List of tasks>
• 1. From the passage on the Windows registry, reproduce word for word the text starting with "This is why" and going on through "file, preferably programmatically.".
• 2. In the passage on the Windows registry, roughly how long ago did the writer notice a change in tone in Microsoft's MSDN documentation?

Page extract>
— START —
Wide proliferation of various registry "cleaners" and "doctors" didn't happen without a reason.

Moreover, the way registry is used often calls for complex GUIs to configure/backup/restore anything, denying you a reasonable shot of simple automated scripting: a Windows application of average complexity usually consists of a mesh of various DLLs hooked up together via non-trivial pile of registry entries. Replicating non-trivial configuration of a Windows server onto a fresh box has never been easy, whereas on Linux it's never a problem to write a script for nearly everything.

This is why I also consider Gnome config (registry-like turd) to be a major, major issue: various "Gnome hacks" already painfully resemble Windows in their call for idiotic GUIs where I'm supposed to find some obscure branch in a big-ass tree and change some binary value from 1 to 0 just to disable something, as opposed to editing a simple, plain, sane ASCII file, preferably programmatically.

And finally, starting approx. 5 years ago I've noticed a change in tone in Microsoft's own MSDN documentation: slowly but steadily they're discouraging developers from using registry in favor of your own XML/text files in user's home directory to store application configuration, just compare configuration-related classes in MFC (old school) and .NET2+ (new way).
— END —
[Dataset records]
— START —
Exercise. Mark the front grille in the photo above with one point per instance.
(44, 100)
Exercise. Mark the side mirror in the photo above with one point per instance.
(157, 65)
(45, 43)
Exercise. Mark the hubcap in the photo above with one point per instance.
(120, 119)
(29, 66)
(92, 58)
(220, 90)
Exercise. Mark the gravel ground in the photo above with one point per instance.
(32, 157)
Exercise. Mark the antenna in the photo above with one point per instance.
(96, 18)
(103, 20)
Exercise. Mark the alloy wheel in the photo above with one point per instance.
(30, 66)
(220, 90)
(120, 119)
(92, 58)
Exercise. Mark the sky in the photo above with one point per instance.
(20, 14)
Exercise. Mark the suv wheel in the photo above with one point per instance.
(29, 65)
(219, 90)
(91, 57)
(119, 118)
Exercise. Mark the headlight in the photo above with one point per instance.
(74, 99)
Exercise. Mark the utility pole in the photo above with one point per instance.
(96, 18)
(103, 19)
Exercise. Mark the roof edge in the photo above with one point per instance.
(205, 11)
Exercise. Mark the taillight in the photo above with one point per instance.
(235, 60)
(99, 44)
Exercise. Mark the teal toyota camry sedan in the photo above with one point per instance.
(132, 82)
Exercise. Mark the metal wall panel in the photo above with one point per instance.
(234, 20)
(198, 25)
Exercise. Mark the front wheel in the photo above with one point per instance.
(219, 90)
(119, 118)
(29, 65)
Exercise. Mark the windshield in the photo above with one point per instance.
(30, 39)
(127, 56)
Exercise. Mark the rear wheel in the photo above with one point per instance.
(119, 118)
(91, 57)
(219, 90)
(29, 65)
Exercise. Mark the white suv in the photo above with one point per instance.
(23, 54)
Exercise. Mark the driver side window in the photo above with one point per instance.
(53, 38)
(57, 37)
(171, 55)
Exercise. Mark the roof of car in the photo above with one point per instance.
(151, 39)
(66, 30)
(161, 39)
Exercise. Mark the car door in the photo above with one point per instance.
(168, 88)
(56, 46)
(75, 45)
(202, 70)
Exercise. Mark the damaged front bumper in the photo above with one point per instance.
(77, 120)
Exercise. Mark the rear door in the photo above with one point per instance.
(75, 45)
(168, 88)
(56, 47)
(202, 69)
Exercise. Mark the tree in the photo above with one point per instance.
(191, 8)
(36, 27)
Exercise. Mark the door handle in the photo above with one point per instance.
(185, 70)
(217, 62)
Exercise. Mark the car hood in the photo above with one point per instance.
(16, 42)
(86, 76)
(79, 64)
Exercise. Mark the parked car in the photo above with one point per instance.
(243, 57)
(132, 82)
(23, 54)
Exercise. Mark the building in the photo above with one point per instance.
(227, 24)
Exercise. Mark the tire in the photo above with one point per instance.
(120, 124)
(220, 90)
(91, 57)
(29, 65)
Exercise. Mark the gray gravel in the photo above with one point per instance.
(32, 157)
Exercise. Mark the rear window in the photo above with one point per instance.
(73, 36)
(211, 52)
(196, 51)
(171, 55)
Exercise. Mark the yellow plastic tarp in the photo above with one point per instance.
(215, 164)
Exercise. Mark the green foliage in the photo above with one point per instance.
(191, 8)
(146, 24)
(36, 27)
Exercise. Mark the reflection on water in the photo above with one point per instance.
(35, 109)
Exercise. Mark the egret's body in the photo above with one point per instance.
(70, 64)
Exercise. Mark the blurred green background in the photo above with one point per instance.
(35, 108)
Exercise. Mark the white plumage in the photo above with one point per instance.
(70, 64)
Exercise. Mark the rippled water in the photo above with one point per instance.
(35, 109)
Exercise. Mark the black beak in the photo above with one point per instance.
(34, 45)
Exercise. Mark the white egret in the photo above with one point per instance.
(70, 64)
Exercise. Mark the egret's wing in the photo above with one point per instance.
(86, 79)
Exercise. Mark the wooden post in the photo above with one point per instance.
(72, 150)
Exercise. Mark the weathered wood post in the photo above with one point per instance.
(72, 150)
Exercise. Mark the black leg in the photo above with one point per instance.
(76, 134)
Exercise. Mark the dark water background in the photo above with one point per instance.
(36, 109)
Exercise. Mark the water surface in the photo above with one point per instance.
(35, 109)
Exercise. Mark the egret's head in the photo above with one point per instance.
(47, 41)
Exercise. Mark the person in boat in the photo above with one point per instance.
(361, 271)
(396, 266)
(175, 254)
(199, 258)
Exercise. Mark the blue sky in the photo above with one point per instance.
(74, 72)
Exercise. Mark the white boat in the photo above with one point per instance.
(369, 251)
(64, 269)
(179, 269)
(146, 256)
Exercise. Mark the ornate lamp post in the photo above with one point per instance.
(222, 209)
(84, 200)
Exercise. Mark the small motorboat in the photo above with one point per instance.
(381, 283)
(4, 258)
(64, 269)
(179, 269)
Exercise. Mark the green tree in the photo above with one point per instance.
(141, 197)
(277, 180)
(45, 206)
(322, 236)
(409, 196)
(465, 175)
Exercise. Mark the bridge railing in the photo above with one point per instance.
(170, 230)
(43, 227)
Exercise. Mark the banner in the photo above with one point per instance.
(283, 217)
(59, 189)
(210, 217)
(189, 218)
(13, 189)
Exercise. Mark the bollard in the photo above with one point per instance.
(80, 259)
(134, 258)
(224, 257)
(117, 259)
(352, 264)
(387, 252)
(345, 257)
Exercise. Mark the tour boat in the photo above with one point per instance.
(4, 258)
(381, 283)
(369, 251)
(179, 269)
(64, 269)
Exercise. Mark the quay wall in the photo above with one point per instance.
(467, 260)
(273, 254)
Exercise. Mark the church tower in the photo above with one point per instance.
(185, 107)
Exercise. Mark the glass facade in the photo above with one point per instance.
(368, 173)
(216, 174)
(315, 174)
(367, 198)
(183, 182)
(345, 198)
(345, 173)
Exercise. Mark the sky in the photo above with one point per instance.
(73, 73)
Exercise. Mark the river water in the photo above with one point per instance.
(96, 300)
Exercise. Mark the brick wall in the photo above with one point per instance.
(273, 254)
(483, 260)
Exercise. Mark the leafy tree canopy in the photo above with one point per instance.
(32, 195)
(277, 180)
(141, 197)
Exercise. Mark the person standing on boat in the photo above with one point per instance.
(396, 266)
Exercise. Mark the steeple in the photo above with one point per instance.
— END —
Task-by-task solutions>
• 1.
This is why I also consider Gnome config (registry-like turd) to be a major, major issue: various "Gnome hacks" already painfully resemble Windows in their call for idiotic GUIs where I'm supposed to find some obscure branch in a big-ass tree and change some binary value from 1 to 0 just to disable something, as opposed to editing a simple, plain, sane ASCII file, preferably programmatically.

• 2. Approximately 5 years ago.